◆ **What is asked**:
- A) Can you give the trading policy again, starting with "8.Hedging Transactions" and going on through "collective investment vehicles).", swapping "Eaton" for "Company"?
- B) Can you recast the trading policy paragraph that begins "When Company securities are pledged" as a short bulleted list that keeps its main facts?

## BEGIN Page text

8.Hedging Transactions
Hedging transactions (such as prepaid variable forward contracts, equity swaps, collars and exchange funds) hedge or offset, or are designed to hedge or offset, any decrease in the market value of Eaton securities. Covered Persons, Family Members, and Related Entities are prohibited from engaging in any hedging transactions that involve Eaton securities (including hedging with respect to mutual funds or other collective investment vehicles).
9.Pledging
When Company securities are pledged to secure a loan (such as being placed in a margin account), they are subject to automatic forfeiture and sale upon default (including failure to fund a margin call). Further, pledging can erode the alignment of long-term interests between Covered Persons and other Eaton shareholders. Accordingly, Covered Persons, Family Members, and Related Entities are prohibited from directly or indirectly pledging Eaton securities as collateral for a loan, including placing them in a margin account.

## END Page text
## BEGIN Data

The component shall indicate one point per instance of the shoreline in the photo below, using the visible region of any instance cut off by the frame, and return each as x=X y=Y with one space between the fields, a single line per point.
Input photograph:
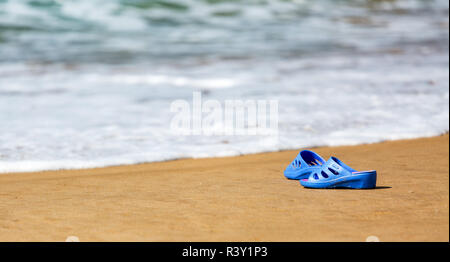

## END Data

◆ **Responses in order**:
- A)
8.Hedging Transactions
Hedging transactions (such as prepaid variable forward contracts, equity swaps, collars and exchange funds) hedge or offset, or are designed to hedge or offset, any decrease in the market value of Company securities. Covered Persons, Family Members, and Related Entities are prohibited from engaging in any hedging transactions that involve Company securities (including hedging with respect to mutual funds or other collective investment vehicles).

- B)
- Company securities pledged to secure a loan, such as those placed in a margin account, are subject to automatic forfeiture and sale upon default, including failure to fund a margin call.
- Pledging can erode the alignment of long-term interests between Covered Persons and other Eaton shareholders.
- Covered Persons, Family Members, and Related Entities are therefore prohibited from directly or indirectly pledging Eaton securities as collateral for a loan, including placing them in a margin account.